**What the task asks:**
Copy the line with "Query: shadow of branch" and all lines following it through the last line of the entries, exactly as written.

*** Opening Listed records ***

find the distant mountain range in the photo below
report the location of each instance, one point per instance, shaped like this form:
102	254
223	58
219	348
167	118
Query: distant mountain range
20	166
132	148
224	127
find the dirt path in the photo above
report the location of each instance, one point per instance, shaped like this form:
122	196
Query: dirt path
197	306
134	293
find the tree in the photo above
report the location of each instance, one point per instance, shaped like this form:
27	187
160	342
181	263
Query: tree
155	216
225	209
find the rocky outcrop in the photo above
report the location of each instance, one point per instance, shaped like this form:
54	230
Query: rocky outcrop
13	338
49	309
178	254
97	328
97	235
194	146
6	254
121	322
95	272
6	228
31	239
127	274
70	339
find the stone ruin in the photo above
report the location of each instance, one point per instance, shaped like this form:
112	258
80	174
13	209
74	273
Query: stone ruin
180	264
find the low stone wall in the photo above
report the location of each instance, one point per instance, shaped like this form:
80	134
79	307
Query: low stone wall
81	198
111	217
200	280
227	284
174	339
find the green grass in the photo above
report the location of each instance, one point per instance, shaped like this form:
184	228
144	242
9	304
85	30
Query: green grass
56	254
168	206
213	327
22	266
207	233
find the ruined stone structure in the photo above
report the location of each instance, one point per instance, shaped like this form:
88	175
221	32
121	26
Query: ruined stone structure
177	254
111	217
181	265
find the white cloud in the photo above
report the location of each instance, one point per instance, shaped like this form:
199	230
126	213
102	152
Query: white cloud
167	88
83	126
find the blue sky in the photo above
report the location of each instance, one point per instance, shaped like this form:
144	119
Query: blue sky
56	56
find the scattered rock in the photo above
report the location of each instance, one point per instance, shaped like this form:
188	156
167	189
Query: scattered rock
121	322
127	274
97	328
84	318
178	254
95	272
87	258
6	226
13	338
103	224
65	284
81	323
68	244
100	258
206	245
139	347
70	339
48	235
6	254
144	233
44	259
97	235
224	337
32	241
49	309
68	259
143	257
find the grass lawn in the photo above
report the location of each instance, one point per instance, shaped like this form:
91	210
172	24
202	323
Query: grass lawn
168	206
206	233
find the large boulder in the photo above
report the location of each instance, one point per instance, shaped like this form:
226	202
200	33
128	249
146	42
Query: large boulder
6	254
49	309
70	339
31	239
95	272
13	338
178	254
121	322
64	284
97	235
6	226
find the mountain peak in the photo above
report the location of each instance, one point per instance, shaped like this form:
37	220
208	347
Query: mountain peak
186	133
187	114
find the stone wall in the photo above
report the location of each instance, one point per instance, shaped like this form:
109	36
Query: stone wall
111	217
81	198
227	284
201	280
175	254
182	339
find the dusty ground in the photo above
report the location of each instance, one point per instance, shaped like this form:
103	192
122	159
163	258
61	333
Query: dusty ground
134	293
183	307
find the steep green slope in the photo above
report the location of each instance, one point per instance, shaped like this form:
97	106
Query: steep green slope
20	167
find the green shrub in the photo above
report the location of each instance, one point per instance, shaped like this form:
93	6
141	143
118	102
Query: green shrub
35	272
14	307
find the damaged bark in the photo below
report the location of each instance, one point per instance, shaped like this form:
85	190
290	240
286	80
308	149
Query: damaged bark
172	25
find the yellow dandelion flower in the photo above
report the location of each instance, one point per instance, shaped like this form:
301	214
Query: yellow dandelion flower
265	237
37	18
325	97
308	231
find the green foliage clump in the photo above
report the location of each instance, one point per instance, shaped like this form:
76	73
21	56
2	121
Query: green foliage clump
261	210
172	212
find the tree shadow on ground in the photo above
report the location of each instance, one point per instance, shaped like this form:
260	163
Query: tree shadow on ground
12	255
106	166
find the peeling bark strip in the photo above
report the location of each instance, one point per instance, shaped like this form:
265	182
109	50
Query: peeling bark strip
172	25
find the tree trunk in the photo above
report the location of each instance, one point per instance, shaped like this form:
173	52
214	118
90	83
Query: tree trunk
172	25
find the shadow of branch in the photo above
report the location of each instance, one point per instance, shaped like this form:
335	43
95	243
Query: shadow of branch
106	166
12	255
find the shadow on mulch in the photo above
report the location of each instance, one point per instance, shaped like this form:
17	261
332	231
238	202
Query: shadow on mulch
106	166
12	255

*** Closing Listed records ***

**Result for this task:**
Query: shadow of branch
106	166
12	255
find the shadow on mulch in the photo above
report the location of each instance, one point per instance, shaped like this form:
17	261
332	231
238	202
Query: shadow on mulch
106	166
12	255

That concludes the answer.